-- WHAT TO DO --
Please transcribe every record below exactly as it appears.

- - -

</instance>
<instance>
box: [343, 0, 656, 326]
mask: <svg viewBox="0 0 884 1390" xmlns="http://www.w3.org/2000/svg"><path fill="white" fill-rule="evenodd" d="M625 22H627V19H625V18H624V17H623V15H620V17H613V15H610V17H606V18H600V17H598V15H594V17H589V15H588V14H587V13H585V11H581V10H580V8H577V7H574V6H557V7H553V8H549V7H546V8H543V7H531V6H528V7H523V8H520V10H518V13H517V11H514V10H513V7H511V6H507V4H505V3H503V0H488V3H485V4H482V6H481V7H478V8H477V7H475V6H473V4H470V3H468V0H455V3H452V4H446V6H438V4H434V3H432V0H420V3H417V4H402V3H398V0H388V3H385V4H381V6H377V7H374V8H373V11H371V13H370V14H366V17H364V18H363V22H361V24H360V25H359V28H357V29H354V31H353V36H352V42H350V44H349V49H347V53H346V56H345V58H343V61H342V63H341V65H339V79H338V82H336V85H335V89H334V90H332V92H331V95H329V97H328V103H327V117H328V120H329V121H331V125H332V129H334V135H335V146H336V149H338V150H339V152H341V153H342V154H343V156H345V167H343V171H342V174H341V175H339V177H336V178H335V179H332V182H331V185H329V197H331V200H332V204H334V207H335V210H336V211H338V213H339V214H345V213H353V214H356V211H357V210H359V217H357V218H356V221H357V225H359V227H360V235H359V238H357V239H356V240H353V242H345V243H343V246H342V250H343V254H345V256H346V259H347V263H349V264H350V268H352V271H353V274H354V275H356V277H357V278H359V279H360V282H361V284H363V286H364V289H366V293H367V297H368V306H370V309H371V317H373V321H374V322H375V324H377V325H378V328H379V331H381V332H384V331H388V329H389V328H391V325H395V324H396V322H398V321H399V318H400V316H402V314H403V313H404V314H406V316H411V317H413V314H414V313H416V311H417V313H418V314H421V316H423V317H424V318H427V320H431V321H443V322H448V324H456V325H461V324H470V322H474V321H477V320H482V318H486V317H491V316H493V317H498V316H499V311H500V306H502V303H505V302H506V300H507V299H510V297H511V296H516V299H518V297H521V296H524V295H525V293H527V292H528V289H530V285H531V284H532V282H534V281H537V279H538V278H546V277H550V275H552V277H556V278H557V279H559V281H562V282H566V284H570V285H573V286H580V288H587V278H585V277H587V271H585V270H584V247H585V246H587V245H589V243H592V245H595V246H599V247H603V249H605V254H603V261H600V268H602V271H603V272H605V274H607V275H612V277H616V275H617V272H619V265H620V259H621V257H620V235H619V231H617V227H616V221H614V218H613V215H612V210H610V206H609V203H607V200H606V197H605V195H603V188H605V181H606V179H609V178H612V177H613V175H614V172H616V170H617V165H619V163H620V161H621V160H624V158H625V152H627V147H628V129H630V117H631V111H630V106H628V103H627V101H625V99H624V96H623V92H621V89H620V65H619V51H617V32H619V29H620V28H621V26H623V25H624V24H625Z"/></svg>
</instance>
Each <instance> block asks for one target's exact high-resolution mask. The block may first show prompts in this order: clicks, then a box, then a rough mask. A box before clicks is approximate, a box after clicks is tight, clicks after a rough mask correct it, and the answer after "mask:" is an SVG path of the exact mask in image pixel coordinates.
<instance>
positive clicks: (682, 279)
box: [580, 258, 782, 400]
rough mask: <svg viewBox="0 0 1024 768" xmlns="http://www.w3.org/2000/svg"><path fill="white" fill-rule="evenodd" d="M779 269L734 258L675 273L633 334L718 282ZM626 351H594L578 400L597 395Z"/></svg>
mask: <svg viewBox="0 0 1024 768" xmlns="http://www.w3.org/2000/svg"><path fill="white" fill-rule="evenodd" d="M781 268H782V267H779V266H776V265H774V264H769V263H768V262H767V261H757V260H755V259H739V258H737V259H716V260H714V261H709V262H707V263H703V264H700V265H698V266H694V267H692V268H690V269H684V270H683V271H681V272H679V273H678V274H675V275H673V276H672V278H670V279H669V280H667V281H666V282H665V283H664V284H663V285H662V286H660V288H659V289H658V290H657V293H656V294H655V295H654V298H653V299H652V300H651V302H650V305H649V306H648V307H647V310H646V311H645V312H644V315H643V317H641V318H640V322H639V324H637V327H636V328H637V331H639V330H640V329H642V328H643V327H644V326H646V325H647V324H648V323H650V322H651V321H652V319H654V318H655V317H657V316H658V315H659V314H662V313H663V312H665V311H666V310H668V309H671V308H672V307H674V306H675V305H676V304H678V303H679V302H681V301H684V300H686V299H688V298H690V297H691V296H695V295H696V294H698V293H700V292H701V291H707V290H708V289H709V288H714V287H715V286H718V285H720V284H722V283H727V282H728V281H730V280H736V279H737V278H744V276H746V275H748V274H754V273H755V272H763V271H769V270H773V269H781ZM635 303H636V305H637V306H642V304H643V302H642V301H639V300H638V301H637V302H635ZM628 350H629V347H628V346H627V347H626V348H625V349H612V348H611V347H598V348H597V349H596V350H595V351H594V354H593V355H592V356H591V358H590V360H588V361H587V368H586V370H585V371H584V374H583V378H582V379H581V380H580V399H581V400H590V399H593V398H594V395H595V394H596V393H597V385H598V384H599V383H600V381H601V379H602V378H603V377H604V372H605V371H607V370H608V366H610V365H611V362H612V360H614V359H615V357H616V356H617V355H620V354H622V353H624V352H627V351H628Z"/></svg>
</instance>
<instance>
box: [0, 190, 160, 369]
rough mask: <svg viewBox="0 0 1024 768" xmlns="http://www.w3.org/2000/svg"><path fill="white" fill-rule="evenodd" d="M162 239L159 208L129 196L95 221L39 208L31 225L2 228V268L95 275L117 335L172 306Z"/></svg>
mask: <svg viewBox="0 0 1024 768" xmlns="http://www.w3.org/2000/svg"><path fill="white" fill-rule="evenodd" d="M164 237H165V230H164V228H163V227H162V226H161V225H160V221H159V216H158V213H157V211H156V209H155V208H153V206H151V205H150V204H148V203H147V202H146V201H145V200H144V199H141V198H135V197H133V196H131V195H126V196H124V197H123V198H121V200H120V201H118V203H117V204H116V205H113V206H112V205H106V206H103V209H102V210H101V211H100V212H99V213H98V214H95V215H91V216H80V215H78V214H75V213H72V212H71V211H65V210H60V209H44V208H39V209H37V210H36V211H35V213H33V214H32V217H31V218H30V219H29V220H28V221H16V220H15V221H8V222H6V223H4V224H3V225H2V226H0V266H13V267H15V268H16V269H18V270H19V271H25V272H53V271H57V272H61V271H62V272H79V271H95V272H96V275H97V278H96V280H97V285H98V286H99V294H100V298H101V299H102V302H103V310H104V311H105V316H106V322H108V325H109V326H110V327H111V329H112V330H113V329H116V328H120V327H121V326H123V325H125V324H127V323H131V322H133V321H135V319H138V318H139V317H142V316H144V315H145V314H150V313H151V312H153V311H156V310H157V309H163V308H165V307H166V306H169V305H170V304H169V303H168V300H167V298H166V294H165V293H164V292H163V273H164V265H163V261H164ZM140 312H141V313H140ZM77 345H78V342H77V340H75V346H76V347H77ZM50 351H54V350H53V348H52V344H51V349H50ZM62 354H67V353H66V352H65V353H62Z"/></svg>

- - -

-- RESULT FOR THIS TASK --
</instance>
<instance>
box: [343, 0, 656, 326]
mask: <svg viewBox="0 0 884 1390" xmlns="http://www.w3.org/2000/svg"><path fill="white" fill-rule="evenodd" d="M625 22H627V19H625V18H624V17H623V15H620V17H613V15H610V17H606V18H600V17H598V15H594V17H589V15H588V14H587V13H585V11H581V10H580V8H577V7H574V6H557V7H553V8H549V7H546V8H543V7H531V6H528V7H523V8H520V10H518V13H517V11H514V10H513V7H511V6H507V4H505V3H503V0H488V3H485V4H482V6H481V7H478V8H477V7H475V6H473V4H470V3H468V0H455V3H452V4H446V6H438V4H434V3H432V0H420V3H417V4H402V3H398V0H388V3H385V4H381V6H377V7H374V8H373V11H371V13H370V14H366V17H364V18H363V22H361V24H360V25H359V28H357V29H354V31H353V36H352V42H350V44H349V49H347V53H346V56H345V58H343V61H342V63H341V65H339V79H338V82H336V85H335V89H334V90H332V92H331V95H329V97H328V103H327V117H328V120H329V121H331V125H332V129H334V135H335V146H336V149H338V150H339V152H341V153H342V154H343V156H345V167H343V171H342V174H341V175H339V177H336V178H335V179H332V182H331V185H329V197H331V200H332V204H334V207H335V210H336V211H338V213H339V214H345V213H353V214H356V211H357V210H359V217H357V218H356V221H357V225H359V227H360V235H359V238H357V239H356V240H353V242H345V243H343V246H342V250H343V254H345V256H346V259H347V263H349V264H350V268H352V271H353V274H354V275H356V277H357V278H359V279H360V282H361V284H363V286H364V289H366V293H367V297H368V306H370V309H371V317H373V321H374V322H375V324H377V325H378V328H379V331H381V332H384V331H388V329H389V328H391V325H395V324H396V322H398V321H399V318H400V316H402V314H403V313H404V314H406V316H411V317H413V314H414V313H416V311H417V313H418V314H421V316H423V317H424V318H427V320H431V321H443V322H448V324H456V325H461V324H470V322H474V321H477V320H482V318H486V317H491V316H493V317H498V316H499V311H500V306H502V303H505V302H506V300H507V299H510V297H511V296H516V299H518V297H521V296H524V295H525V293H527V292H528V289H530V285H531V284H532V282H534V281H537V279H538V278H546V277H550V275H552V277H556V278H557V279H559V281H562V282H566V284H570V285H573V286H580V288H587V278H585V277H587V271H585V270H584V247H585V246H587V245H589V243H592V245H595V246H599V247H603V249H605V254H603V261H600V268H602V271H603V272H605V274H607V275H612V277H616V275H617V272H619V265H620V259H621V257H620V235H619V231H617V227H616V221H614V218H613V215H612V210H610V206H609V203H607V200H606V197H605V195H603V188H605V181H606V179H609V178H612V177H613V175H614V172H616V170H617V165H619V163H620V161H621V160H624V158H625V152H627V147H628V129H630V117H631V111H630V106H628V103H627V101H625V99H624V96H623V92H621V89H620V65H619V51H617V32H619V29H620V28H621V26H623V25H624V24H625Z"/></svg>
</instance>
Each <instance> block asks for one target's exact high-resolution mask. The block may first show prompts in this order: clicks, then a box, then a rough mask. A box before clicks is approximate, a box after clicks is tight, clicks after a rough mask correct it, and the answer after "mask:" is an SVG path of the exact mask in image pixel coordinates.
<instance>
positive clicks: (682, 279)
box: [580, 258, 782, 400]
rough mask: <svg viewBox="0 0 1024 768" xmlns="http://www.w3.org/2000/svg"><path fill="white" fill-rule="evenodd" d="M779 269L734 258L675 273L633 334L718 282ZM626 351H594L578 400L597 395Z"/></svg>
mask: <svg viewBox="0 0 1024 768" xmlns="http://www.w3.org/2000/svg"><path fill="white" fill-rule="evenodd" d="M781 268H782V267H779V266H776V265H774V264H769V263H768V262H767V261H757V260H755V259H739V258H737V259H716V260H714V261H709V262H707V263H703V264H700V265H698V266H694V267H692V268H690V269H684V270H683V271H681V272H679V273H678V274H675V275H673V276H672V278H670V279H669V280H667V281H666V282H665V283H664V284H663V285H662V286H660V288H659V289H658V290H657V293H656V294H655V295H654V298H653V299H652V300H651V302H650V305H649V306H648V307H647V310H646V311H645V312H644V315H643V317H641V318H640V322H639V324H637V327H636V328H637V331H639V330H640V329H642V328H643V327H644V326H646V325H647V324H648V323H650V322H651V321H652V319H654V318H655V317H657V316H658V315H659V314H662V313H663V312H665V311H666V310H668V309H671V308H672V307H674V306H675V305H676V304H678V303H679V302H681V301H684V300H686V299H688V298H690V297H691V296H695V295H696V294H698V293H700V292H701V291H707V290H708V289H709V288H714V287H715V286H718V285H720V284H722V283H727V282H728V281H730V280H736V279H737V278H744V276H746V275H748V274H754V273H755V272H763V271H769V270H773V269H781ZM635 303H636V305H637V306H642V304H643V302H642V301H639V300H638V301H637V302H635ZM628 350H629V347H628V346H627V347H626V348H625V349H612V348H611V347H598V348H597V349H596V350H595V351H594V354H593V355H592V356H591V358H590V360H588V361H587V368H586V370H585V371H584V374H583V378H582V379H581V380H580V399H581V400H590V399H593V398H594V395H595V394H596V393H597V385H598V384H599V383H600V381H601V379H602V378H603V377H604V372H605V371H607V370H608V366H610V365H611V362H612V360H614V359H615V357H616V356H617V355H620V354H622V353H624V352H627V351H628Z"/></svg>
</instance>
<instance>
box: [0, 190, 160, 369]
rough mask: <svg viewBox="0 0 1024 768" xmlns="http://www.w3.org/2000/svg"><path fill="white" fill-rule="evenodd" d="M162 239L159 208L129 196L95 221L39 208L31 225L2 228V268L95 275L117 335L172 306Z"/></svg>
mask: <svg viewBox="0 0 1024 768" xmlns="http://www.w3.org/2000/svg"><path fill="white" fill-rule="evenodd" d="M164 237H165V230H164V228H163V227H162V226H161V225H160V221H159V216H158V213H157V211H156V209H155V208H153V206H151V205H150V204H148V203H147V202H146V201H145V200H144V199H141V198H135V197H133V196H131V195H126V196H124V197H123V198H121V200H120V201H118V203H117V204H116V205H113V206H112V205H106V206H103V209H102V210H101V211H100V212H99V213H98V214H95V215H91V216H80V215H78V214H75V213H72V212H71V211H65V210H60V209H44V208H39V209H37V210H36V211H35V213H33V214H32V217H31V218H30V219H29V220H28V221H16V220H15V221H8V222H6V223H4V224H3V225H2V226H0V266H13V267H15V268H16V269H18V270H19V271H25V272H53V271H57V272H61V271H62V272H79V271H95V272H96V275H97V278H96V280H97V285H98V286H99V294H100V298H101V299H102V302H103V310H104V311H105V316H106V322H108V325H109V326H110V327H111V329H112V330H113V329H116V328H120V327H121V326H123V325H125V324H127V323H131V322H133V321H135V319H138V318H139V317H142V316H144V315H145V314H150V313H151V312H153V311H156V310H157V309H163V308H165V307H166V306H169V305H170V304H169V303H168V300H167V298H166V294H165V293H164V292H163V273H164V265H163V261H164ZM140 312H141V313H140ZM77 345H78V342H77V340H75V346H76V347H77ZM50 351H54V350H53V348H52V344H51V349H50ZM62 354H67V353H66V352H65V353H62Z"/></svg>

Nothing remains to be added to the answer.